## [THINGS TO DO]
a) Summarize the text about Sanders' lawsuit in two sentences.
b) Please write out the text about Sanders' lawsuit from "One of Sanders'" up to and including "her suit alleges.".

## [DOCUMENT SECTION]
******
A well-placed source said that earlier this month, "[Sanders'] lawyer came to the Garden and said, 'I know how this problem can go away. Six million dollars' - that's what they wanted.

"The Garden said absolutely not, and they fired her."

One of Sanders' lawyers, Kevin Mitzer, denied that exchange ever took place.

"It's not true, and they know it," he said last night.

One source close to the Knick prez insisted that Thomas "is a happily married man - I don't think [Sanders] was even on his radar. "

But Sanders - a former IBM honcho with an impressive record who once helped oversee marketing for that firm's Olympics sponsorship - charges that Thomas' repulsive behavior wasn't limited to her.

In October 2004, "a female employee of the Knicks told Sanders that Thomas had instructed her to flirt with certain men connected to the game and make them happy," her suit alleges.

Then early last year, "Thomas told [her] he was pushing to get more Sunday noon games on the schedule," the lawsuit says.
******
## [RECORD EXCERPTS]
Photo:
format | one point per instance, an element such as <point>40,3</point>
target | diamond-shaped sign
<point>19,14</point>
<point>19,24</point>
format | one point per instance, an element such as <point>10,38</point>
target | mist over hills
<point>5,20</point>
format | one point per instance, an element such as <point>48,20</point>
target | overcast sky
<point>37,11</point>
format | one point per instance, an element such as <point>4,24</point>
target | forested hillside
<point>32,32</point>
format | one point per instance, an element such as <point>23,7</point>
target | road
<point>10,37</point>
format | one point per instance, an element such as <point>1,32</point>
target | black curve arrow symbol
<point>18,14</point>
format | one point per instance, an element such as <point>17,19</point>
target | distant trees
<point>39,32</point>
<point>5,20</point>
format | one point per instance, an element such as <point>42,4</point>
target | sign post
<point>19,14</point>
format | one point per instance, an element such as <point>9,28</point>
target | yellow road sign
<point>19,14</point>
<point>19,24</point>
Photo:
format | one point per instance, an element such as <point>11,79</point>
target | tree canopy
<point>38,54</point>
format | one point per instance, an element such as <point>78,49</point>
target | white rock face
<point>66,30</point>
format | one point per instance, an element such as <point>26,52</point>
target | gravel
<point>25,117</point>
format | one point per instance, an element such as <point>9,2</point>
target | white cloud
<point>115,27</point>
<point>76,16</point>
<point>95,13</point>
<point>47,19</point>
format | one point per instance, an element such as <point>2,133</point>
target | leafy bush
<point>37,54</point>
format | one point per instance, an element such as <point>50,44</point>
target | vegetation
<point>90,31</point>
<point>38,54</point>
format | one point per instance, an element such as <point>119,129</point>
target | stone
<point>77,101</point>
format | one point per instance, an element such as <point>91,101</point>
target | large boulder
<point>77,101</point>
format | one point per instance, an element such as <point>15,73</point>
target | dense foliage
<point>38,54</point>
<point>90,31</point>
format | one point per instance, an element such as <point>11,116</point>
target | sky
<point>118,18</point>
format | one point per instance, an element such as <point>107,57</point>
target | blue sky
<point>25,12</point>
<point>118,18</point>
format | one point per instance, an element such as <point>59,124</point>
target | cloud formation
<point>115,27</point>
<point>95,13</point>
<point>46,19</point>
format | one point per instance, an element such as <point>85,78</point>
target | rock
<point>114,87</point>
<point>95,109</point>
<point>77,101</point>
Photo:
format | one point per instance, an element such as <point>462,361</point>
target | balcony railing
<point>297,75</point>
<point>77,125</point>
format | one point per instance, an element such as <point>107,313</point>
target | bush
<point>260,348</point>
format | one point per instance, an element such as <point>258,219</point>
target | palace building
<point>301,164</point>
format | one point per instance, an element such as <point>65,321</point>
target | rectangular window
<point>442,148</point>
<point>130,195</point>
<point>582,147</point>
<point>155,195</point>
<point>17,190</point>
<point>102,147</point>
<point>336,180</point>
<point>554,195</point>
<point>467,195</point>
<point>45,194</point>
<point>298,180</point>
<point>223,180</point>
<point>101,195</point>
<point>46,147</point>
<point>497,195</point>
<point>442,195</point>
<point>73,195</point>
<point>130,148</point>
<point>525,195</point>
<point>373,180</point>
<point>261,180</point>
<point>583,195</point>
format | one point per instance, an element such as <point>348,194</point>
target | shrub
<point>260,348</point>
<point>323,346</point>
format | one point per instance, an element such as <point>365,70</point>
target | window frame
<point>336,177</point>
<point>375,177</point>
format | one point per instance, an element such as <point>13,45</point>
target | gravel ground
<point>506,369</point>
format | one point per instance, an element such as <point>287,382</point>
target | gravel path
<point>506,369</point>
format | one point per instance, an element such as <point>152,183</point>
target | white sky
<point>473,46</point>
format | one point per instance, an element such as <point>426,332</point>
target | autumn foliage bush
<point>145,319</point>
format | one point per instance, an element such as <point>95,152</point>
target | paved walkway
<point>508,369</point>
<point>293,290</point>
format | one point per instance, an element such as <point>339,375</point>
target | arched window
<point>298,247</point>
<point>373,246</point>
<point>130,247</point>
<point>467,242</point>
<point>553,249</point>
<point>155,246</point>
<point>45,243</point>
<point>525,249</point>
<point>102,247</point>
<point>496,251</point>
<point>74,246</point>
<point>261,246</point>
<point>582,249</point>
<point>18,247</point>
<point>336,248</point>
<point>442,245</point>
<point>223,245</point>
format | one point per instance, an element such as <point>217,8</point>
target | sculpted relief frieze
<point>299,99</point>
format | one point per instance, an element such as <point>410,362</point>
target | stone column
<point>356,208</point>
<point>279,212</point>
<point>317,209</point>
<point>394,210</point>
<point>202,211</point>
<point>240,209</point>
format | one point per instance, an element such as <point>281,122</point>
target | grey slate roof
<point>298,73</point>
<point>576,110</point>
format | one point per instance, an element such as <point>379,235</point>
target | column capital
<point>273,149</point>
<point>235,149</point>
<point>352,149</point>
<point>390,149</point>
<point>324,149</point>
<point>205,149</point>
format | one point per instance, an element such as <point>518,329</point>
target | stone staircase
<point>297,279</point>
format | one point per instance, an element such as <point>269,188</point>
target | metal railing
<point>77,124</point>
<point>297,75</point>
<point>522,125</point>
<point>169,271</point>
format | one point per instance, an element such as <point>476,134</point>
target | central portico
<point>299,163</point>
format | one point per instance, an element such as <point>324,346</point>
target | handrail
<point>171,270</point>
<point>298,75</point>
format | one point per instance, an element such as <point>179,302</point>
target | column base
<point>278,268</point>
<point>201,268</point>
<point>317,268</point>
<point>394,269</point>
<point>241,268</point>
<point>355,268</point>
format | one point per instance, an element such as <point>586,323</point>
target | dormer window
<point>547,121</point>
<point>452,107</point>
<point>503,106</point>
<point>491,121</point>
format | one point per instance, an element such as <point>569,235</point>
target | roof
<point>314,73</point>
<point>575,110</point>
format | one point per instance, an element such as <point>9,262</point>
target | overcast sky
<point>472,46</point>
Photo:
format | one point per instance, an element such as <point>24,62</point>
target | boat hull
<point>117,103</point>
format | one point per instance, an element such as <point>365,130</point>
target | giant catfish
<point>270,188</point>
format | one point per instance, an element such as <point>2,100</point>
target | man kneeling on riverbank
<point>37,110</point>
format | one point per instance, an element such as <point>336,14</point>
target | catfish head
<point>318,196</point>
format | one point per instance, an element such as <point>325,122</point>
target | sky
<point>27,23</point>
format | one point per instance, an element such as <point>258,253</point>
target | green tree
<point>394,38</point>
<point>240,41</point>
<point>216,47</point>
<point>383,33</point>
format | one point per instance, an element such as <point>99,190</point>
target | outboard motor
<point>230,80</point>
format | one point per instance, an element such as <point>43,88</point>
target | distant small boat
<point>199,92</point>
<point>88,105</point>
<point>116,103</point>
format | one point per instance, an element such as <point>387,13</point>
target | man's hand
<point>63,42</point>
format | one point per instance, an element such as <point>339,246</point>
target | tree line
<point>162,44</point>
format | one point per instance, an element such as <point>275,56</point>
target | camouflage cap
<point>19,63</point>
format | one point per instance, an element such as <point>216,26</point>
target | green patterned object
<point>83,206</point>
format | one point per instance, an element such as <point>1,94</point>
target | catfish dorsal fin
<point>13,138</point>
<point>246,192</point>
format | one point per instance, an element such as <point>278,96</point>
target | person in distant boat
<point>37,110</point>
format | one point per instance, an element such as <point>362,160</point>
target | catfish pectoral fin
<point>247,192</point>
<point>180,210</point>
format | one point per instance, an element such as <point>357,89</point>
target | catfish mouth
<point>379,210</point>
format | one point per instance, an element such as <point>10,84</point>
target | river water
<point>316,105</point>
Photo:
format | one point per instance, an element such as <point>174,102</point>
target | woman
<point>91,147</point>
******
## [RESPONSES FOR EACH TASK]
a) A source said Sanders' lawyer told the Garden a six-million-dollar payment could make the problem go away, and that the Garden refused and fired her, an exchange her lawyer Kevin Mitzer denied. A source close to Thomas called him a happily married man, but Sanders' suit alleges his repulsive behavior went beyond her, including telling a female Knicks employee to flirt with certain men connected to the game.

b)
One of Sanders' lawyers, Kevin Mitzer, denied that exchange ever took place.

"It's not true, and they know it," he said last night.

One source close to the Knick prez insisted that Thomas "is a happily married man - I don't think [Sanders] was even on his radar. "

But Sanders - a former IBM honcho with an impressive record who once helped oversee marketing for that firm's Olympics sponsorship - charges that Thomas' repulsive behavior wasn't limited to her.

In October 2004, "a female employee of the Knicks told Sanders that Thomas had instructed her to flirt with certain men connected to the game and make them happy," her suit alleges.